[Input material]:

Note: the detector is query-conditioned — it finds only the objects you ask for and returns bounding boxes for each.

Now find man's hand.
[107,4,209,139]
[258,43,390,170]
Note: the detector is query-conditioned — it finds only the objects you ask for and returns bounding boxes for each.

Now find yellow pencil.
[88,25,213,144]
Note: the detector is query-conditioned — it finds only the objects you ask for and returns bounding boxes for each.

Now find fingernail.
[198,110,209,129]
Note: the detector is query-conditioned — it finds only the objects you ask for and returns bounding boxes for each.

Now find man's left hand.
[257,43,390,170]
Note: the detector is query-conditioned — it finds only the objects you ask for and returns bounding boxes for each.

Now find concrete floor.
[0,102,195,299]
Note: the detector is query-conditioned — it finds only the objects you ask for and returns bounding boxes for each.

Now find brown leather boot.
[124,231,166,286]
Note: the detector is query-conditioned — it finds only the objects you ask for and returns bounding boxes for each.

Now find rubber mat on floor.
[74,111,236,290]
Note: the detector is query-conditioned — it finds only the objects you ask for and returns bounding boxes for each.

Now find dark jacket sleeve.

[Given request]: Rescale all of these lines and write them out again, requests included, multiplying every bounding box coordinate in the answers by 1.15 and rounding to whole numbers, with halves rounded up.

[Task answer]:
Note: the detector is query-conditioned — it finds only the objects you ask for and returns bounding boxes for each.

Now find man's hand.
[123,5,240,160]
[297,49,449,196]
Note: the detector is query-conditioned — it finds only the objects you ask for and returns bounding boxes for each.

Now find yellow pencil.
[101,29,245,166]
Note: the detector is query-conditioned — it finds only the objects you ask for and returns bounding boxes for each.

Now find fingernail.
[228,127,240,148]
Note: the detector is query-conditioned — it finds only the objects you ask for and returns bounding boxes for each.

Now find man's left hand.
[296,49,449,196]
Note: the detector is query-conditioned — it finds only the objects you ask for and returns bounding boxes for each.

Now find concrete floor.
[0,117,224,344]
Note: the detector is query-conditioned — it finds only the objects you ask for and returns bounding boxes for each.

Now find brown leather boot.
[143,266,191,329]
Note: the detector is query-conditioned — it finds only the objects you ask for and returns bounding boxes for each.

Now find rubber mat on floor.
[85,128,271,334]
Note: the detector is query-conditioned — it finds only the objects you ask for and returns bounding boxes for each.

Now find dark jacket sleeve.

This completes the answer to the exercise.